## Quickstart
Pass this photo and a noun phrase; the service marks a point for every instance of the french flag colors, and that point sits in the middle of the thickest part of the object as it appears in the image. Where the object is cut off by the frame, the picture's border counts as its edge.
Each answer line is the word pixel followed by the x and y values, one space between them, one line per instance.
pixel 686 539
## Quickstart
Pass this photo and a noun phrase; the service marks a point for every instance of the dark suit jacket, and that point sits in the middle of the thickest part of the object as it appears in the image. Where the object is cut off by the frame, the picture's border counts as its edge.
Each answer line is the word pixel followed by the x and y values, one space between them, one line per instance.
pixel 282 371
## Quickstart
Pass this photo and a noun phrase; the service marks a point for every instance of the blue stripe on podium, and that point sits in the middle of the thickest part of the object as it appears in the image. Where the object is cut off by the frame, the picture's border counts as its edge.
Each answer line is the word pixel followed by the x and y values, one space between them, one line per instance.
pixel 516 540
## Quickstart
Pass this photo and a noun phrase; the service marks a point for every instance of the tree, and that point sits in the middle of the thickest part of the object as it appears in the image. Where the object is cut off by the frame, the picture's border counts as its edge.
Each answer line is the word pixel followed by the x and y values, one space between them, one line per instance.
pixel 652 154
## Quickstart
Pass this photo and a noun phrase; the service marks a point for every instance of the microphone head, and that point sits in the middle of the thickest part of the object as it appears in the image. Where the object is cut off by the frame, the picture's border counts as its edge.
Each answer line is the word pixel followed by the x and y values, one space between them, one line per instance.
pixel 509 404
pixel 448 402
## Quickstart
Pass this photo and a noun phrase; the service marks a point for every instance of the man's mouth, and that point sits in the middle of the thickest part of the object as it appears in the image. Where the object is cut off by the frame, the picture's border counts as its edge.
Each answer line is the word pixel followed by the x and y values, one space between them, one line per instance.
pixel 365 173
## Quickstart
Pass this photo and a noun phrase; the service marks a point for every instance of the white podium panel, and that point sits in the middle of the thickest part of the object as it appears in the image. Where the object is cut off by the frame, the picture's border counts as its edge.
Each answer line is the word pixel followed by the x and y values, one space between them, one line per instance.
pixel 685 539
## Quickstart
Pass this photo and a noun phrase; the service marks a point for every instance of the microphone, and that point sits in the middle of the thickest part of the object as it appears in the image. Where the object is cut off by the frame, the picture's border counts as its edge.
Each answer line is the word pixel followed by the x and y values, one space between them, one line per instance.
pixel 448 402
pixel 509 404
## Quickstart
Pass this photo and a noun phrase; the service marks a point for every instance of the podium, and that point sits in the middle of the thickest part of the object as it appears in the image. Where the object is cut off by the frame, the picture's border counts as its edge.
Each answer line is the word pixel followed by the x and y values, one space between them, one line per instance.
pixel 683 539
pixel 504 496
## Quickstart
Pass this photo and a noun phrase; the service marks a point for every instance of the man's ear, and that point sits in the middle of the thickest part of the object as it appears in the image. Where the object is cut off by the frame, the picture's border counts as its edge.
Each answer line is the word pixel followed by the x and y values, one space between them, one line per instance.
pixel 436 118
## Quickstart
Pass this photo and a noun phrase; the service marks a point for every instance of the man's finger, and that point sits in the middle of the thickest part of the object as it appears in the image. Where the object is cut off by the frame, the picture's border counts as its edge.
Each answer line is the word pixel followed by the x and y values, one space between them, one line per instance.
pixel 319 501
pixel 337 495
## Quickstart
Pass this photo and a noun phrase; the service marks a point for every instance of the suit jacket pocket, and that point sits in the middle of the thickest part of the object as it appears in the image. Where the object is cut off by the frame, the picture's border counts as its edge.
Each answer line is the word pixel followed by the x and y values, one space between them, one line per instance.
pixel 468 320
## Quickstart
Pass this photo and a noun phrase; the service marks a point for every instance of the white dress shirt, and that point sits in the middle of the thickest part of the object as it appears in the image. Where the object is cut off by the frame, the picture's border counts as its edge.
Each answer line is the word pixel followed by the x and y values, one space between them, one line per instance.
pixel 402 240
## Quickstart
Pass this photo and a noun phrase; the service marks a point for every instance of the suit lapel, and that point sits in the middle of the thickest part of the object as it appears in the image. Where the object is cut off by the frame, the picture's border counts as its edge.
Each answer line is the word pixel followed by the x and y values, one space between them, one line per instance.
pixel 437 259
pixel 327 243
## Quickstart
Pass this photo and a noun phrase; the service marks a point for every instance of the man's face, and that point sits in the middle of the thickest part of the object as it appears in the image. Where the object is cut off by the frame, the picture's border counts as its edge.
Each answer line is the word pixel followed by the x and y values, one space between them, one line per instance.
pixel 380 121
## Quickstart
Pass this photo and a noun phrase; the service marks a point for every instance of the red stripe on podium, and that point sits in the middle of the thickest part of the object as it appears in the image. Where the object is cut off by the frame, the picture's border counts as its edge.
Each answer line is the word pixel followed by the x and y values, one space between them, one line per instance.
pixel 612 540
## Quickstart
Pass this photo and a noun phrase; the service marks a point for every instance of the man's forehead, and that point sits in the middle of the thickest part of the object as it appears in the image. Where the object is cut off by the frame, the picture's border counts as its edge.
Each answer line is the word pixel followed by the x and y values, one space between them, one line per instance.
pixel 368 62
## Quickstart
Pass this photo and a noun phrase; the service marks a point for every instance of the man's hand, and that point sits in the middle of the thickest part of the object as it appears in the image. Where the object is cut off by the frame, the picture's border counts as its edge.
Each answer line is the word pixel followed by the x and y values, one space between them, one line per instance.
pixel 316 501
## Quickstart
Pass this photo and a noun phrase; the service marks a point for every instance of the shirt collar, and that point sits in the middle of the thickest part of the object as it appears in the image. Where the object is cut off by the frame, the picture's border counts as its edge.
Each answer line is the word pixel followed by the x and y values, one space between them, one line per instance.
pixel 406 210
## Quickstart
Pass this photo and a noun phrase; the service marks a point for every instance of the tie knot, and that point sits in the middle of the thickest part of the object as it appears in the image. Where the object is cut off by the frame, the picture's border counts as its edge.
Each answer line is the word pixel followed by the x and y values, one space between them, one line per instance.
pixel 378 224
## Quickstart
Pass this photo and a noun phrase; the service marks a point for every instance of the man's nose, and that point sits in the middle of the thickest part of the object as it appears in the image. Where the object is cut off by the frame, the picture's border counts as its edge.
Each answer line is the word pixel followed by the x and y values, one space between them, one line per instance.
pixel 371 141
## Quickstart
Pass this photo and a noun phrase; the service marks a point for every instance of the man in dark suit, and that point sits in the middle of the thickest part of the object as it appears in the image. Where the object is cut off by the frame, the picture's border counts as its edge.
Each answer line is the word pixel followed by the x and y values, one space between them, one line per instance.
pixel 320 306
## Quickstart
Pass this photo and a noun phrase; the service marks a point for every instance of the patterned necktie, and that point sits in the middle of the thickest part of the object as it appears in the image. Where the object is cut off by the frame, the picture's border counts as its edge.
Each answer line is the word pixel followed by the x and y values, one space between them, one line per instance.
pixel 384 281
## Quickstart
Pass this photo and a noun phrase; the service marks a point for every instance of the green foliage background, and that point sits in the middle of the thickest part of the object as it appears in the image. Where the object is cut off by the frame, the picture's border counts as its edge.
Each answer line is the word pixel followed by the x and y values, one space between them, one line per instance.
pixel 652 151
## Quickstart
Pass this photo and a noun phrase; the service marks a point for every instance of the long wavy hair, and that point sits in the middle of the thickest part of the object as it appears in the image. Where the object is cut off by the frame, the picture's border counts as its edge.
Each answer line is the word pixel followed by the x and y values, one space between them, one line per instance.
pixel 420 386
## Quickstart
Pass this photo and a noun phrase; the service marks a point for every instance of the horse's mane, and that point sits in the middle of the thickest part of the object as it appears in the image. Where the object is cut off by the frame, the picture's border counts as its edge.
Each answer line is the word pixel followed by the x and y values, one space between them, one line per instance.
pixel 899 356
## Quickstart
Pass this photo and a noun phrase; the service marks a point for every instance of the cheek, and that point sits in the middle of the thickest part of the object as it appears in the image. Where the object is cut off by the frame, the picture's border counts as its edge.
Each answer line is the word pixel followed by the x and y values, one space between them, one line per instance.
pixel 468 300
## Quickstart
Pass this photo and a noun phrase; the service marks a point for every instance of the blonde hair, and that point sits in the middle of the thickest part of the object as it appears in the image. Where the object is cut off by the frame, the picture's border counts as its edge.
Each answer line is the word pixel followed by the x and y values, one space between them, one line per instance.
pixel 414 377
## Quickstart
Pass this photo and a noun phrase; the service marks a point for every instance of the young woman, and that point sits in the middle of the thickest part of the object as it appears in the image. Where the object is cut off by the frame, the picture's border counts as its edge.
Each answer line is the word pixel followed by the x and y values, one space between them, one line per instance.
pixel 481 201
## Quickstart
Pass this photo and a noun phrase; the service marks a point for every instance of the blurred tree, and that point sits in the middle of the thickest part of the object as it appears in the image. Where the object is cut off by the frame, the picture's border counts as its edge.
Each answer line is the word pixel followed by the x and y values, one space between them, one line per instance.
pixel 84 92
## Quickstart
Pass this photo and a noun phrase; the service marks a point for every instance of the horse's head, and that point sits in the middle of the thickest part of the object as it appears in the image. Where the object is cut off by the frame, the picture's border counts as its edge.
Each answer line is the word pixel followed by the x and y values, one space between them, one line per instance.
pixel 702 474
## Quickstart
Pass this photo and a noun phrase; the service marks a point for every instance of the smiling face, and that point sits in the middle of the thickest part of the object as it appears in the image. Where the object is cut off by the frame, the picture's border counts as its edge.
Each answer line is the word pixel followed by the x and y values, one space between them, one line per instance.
========================
◆ TASK DESCRIPTION ◆
Locate each line in the entries above that contains the string "microphone", and copy every such line in full.

◆ ANSWER TO THIS TASK ◆
Pass this photo and a noun phrase; the service marks a point for every instance of the microphone head, and that point sits in the middle of the thickest part of the object as it appears in the image. Where the object is cut off by the frame, the picture's border counts as its edge.
Pass this photo and a noun phrase; the service marks a point for every instance of the microphone, and that point sits in the middle of the thickest part of the object as it appears in the image. Where the object is cut off by the frame, the picture's border counts as its edge.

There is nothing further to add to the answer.